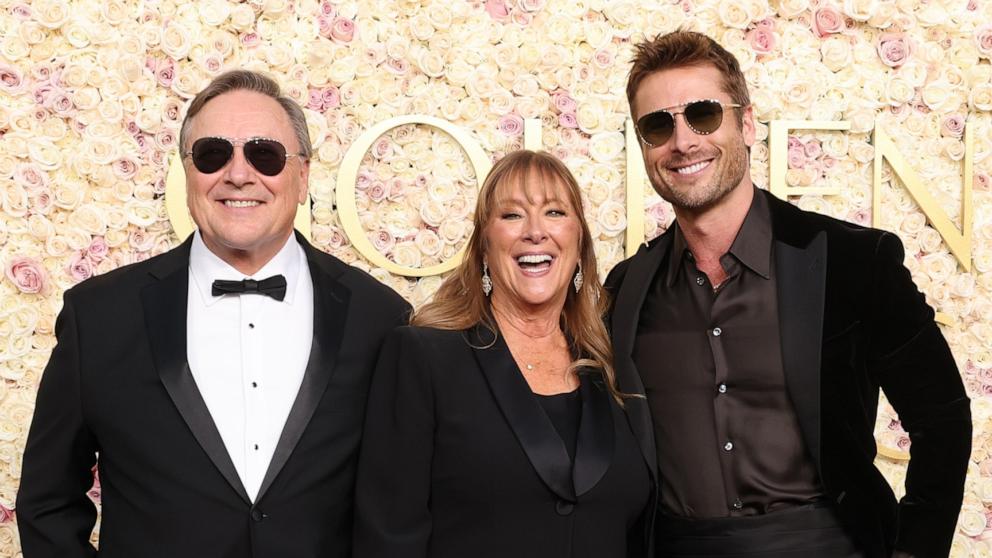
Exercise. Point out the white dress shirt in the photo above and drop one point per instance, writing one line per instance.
(248, 352)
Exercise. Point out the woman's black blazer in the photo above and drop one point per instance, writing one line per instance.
(459, 460)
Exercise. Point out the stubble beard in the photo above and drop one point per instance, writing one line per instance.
(733, 166)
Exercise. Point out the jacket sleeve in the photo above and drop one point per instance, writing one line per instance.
(55, 517)
(916, 370)
(392, 494)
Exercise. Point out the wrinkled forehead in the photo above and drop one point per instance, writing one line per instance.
(532, 186)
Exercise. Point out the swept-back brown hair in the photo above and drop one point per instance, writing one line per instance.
(682, 48)
(247, 80)
(460, 303)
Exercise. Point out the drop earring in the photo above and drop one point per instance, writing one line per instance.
(487, 282)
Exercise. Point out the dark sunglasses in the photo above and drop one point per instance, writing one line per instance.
(703, 117)
(268, 156)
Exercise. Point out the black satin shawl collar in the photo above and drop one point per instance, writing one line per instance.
(534, 430)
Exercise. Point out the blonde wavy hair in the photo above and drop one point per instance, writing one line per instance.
(460, 304)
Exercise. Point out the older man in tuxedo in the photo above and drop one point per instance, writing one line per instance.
(760, 335)
(222, 384)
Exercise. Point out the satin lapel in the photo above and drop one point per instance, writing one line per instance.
(625, 317)
(529, 422)
(164, 305)
(330, 311)
(801, 274)
(594, 449)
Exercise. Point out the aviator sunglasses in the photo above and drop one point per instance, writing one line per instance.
(703, 117)
(268, 156)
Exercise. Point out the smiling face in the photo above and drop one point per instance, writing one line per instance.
(532, 244)
(245, 217)
(695, 172)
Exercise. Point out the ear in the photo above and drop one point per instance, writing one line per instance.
(747, 125)
(304, 178)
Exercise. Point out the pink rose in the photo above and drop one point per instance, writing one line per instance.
(511, 125)
(21, 12)
(827, 20)
(250, 39)
(10, 79)
(983, 183)
(343, 29)
(397, 66)
(98, 249)
(498, 10)
(952, 126)
(564, 103)
(983, 39)
(27, 274)
(894, 49)
(761, 39)
(79, 267)
(531, 5)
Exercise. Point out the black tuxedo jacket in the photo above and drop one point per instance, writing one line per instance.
(459, 460)
(851, 322)
(118, 385)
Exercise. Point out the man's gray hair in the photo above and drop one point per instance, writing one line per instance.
(246, 80)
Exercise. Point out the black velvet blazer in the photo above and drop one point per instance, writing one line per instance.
(851, 322)
(118, 383)
(459, 460)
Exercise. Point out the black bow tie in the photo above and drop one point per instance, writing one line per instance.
(274, 286)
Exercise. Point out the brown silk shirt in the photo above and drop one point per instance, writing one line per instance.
(729, 442)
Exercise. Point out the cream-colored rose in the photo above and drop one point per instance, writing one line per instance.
(733, 15)
(407, 254)
(89, 218)
(611, 218)
(428, 243)
(50, 13)
(980, 97)
(45, 154)
(606, 146)
(898, 92)
(176, 40)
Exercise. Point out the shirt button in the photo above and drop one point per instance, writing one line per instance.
(564, 507)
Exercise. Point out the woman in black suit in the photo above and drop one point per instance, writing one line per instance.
(494, 424)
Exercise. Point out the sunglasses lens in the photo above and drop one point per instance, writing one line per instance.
(705, 117)
(655, 128)
(211, 154)
(267, 156)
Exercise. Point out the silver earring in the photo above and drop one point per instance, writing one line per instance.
(487, 282)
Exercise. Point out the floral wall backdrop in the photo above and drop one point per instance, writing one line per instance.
(92, 93)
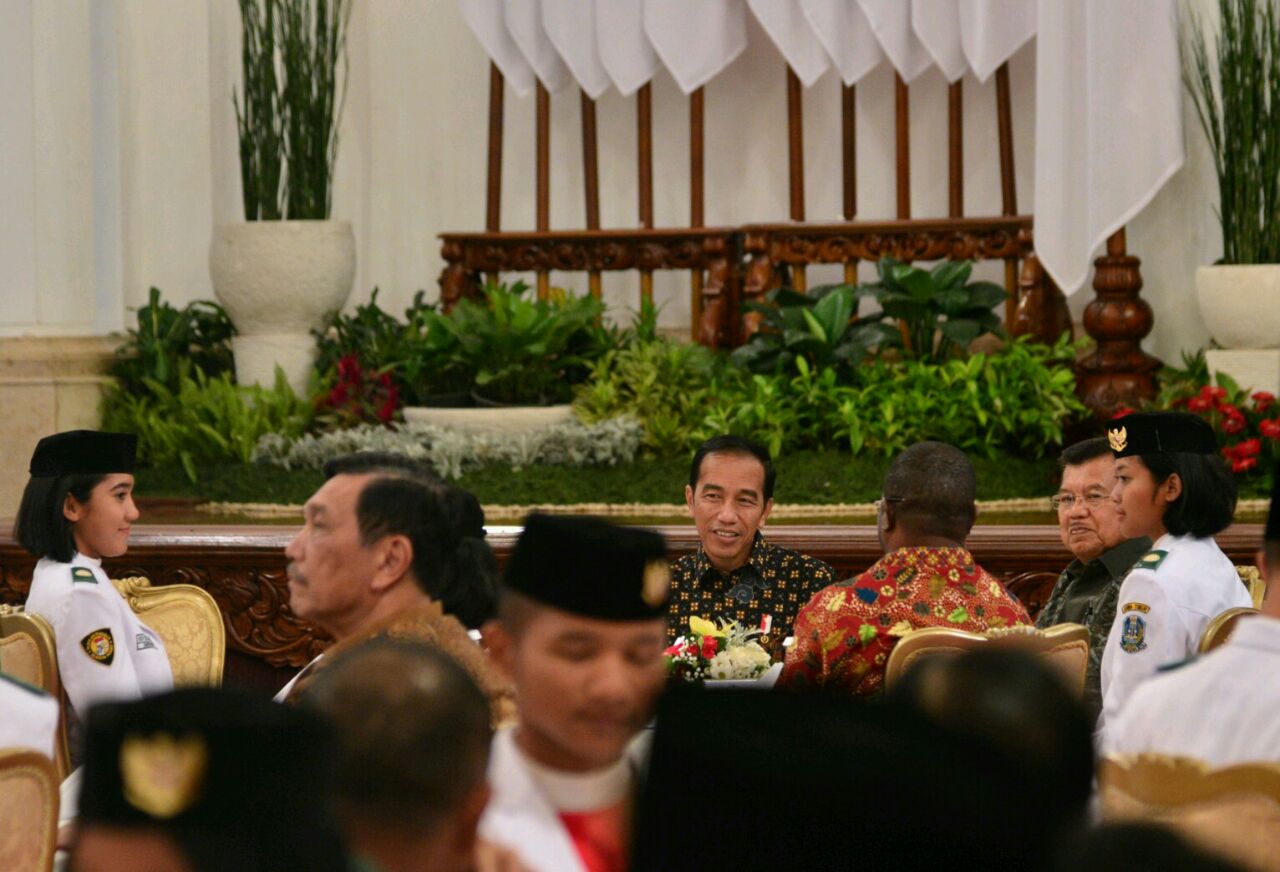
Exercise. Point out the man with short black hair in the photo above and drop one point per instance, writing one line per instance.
(379, 555)
(1088, 588)
(412, 743)
(736, 574)
(926, 578)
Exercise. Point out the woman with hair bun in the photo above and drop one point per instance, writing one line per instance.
(1173, 487)
(76, 510)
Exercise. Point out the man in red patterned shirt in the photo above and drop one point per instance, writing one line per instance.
(926, 578)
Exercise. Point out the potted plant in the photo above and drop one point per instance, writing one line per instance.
(287, 268)
(524, 356)
(1234, 82)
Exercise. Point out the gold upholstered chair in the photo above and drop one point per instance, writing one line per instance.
(1253, 580)
(28, 811)
(1232, 811)
(1221, 628)
(188, 622)
(1065, 647)
(28, 652)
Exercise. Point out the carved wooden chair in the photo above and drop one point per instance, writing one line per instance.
- - - - - - -
### WORK TO COMPLETE
From the material above, reproduce everything verbatim except the pictures.

### REPLY TO THE EXERCISE
Exercise. Point out the white dress shirt in the photo above and drop one point per instance, writing one line per instance.
(248, 352)
Exercise. Point out the woman's black blazer in the photo above and drop one point per instance, writing one line per instance.
(459, 460)
Exercise. Point out the stubble beard in the photo above and drop one point per instance, writing one line per instance.
(733, 166)
Exercise. Point out the jacket sleeve in the photo above and drop one point per instance, writing one line per instance.
(55, 517)
(916, 370)
(392, 494)
Exercise. Point out the wrinkled forehead in the photo above and drop one point per instance, writing one line per instance.
(532, 186)
Exercise. Point out the swept-back brown hair in the photo above and drop one point per instance, writing one line per instance.
(682, 48)
(247, 80)
(460, 303)
Exercise. Point out the drop earring in the photo above and drop one point per instance, writing one line per instance.
(487, 282)
Exercise. Point out the dark sunglasses in the photo above and drop one point per instance, writing one line per instance.
(703, 117)
(268, 156)
Exercise. Point out the black satin shawl collar in the photo above and drop one point per instance, writing one line per instance.
(534, 430)
Exercise. Point out the blonde wavy hair in the photo above and drop one point per instance, writing one line per instance.
(460, 304)
Exercise. Point out the older man in tuxedo in the photo above and drop one point per instance, writing one line per instance.
(760, 335)
(222, 384)
Exercise. Point out the satin lapel in the photo above and drop one point per instance, writing one line per instance.
(625, 317)
(529, 422)
(164, 305)
(330, 311)
(801, 274)
(594, 449)
Exercise. Point out the aviator sunglasses in the photo above and drop one point per instance, writing one line per instance.
(703, 117)
(268, 156)
Exercise. Point out the smiling face in the photo above and drop one point per instance, writing one line per instance.
(532, 244)
(245, 217)
(695, 172)
Exercise. Point out the ear in the photo above and drop one point per instance, writing one line per instance.
(747, 125)
(304, 178)
Exercise. Point out the pink rose in the photo above and drop one point per instance, writing one line per instance.
(511, 125)
(21, 12)
(827, 20)
(250, 39)
(10, 79)
(983, 183)
(343, 29)
(397, 66)
(98, 249)
(498, 10)
(952, 126)
(564, 103)
(983, 39)
(27, 274)
(894, 49)
(761, 39)
(79, 267)
(531, 5)
Exercise. Point out the black tuxedo jacket in the photo above and drop one point per instance, writing one line per instance.
(459, 460)
(851, 322)
(118, 385)
Exercise. Point out the man's gray hair in the photo above and drop one point per instance, writing one line per instance.
(246, 80)
Exercise. Point out the black velvet blazer in the photo above and drop one point per instance, writing one line per instance.
(851, 322)
(118, 383)
(459, 460)
Exercise. Point out the black bow tie in the photo above and drop one point per instance, writing one line per instance.
(274, 286)
Exercise. Point out the brown silk shirt in the photo above and drop one point per instance, writing one line per instance.
(729, 442)
Exercise. Point out the cream-colored rose in the photo above and drop one point per instance, writing one line per instance.
(733, 15)
(407, 254)
(89, 218)
(611, 218)
(428, 243)
(50, 13)
(980, 97)
(45, 154)
(606, 146)
(898, 92)
(176, 40)
Exercise. Point out the shirt button in the photo above and drop one point per instance, writing one line per instance.
(564, 507)
Exercise. Point out the woman in black suit in the photo above and drop one point per instance, writing one line per instance.
(494, 424)
Exercise. Point out the sunglasses lens in the photo above and drop one point per instance, writing one line per instance.
(705, 117)
(655, 128)
(211, 154)
(267, 156)
Exercise. Point out the silver earring in the photo above and drop one point per instance, writing one line per instance.
(487, 282)
Exercise. Point out the floral wall backdrop in the photo above and drop one point per instance, writing one line per instance.
(92, 93)
Exercise. Point out the man with short black hair in the photo above and drop one point per instance, writing one line per instance.
(379, 555)
(1088, 588)
(412, 743)
(736, 574)
(926, 578)
Exercise. Point out the woman with hair bun in the photo above and drop one point per instance, writing one line per instance.
(1173, 487)
(76, 510)
Exercise. Point out the man in red patterned shirt in the photo above and drop one point per instance, writing one line per instance.
(926, 578)
Exercise. Point out the potted plant in the photo above and drop one point per instance, writing one line per instance.
(287, 268)
(524, 356)
(1234, 82)
Exercise. Point out the gold upholstered chair in the photo above and drop one point per instance, writing one line per instance.
(1253, 580)
(28, 811)
(1232, 811)
(1221, 628)
(188, 622)
(1065, 647)
(28, 652)
Exercise. Point out the carved wooden chair in the photo above and drop one point per instance, writing one line per instance.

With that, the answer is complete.